Listing:
********************

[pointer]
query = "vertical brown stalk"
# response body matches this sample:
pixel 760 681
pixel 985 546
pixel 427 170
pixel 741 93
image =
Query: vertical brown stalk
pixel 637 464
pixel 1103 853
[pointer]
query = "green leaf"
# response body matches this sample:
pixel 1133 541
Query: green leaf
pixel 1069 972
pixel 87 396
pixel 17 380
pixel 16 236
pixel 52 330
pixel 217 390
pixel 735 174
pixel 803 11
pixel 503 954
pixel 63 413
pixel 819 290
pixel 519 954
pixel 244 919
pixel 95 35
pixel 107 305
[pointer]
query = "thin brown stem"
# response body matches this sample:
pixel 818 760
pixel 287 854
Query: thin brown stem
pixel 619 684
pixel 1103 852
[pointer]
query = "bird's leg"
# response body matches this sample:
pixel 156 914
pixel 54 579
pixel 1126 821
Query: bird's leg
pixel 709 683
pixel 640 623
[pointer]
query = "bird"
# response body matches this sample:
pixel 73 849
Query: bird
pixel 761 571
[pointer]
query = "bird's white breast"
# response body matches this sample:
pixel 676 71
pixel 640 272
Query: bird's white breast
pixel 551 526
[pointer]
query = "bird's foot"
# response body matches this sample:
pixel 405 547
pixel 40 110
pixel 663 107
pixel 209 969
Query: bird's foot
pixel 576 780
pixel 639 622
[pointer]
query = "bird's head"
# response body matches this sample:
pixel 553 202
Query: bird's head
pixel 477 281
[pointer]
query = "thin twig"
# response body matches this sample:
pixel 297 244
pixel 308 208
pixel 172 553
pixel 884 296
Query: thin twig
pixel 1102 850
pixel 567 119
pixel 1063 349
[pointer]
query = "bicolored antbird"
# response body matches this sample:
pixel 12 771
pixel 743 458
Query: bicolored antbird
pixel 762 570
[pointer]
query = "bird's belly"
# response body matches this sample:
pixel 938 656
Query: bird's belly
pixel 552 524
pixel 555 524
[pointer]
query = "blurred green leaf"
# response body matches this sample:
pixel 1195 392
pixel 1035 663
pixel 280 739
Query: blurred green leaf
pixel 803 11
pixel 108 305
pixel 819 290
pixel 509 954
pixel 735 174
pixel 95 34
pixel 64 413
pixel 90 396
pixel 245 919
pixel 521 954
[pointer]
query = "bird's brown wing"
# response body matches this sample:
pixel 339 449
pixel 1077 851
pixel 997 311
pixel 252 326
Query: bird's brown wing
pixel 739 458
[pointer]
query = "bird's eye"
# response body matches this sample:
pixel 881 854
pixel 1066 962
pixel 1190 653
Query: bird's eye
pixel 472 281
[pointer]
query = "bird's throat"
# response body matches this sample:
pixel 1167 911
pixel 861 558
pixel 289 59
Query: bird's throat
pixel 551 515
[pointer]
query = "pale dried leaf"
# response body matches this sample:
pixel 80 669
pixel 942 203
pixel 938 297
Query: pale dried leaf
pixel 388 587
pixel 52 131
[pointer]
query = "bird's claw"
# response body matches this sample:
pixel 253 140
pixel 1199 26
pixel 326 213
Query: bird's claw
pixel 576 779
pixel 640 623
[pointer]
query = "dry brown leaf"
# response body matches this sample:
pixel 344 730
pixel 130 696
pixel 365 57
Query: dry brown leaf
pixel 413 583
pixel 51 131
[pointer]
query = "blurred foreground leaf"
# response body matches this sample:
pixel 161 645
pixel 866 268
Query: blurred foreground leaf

********************

Goal of the exercise:
Which lines of the records contain the word "thin"? Collect every such line, counting a match only when its case is identical.

Full output:
query = "thin brown stem"
Query: thin brown stem
query = "thin twig"
Query: thin twig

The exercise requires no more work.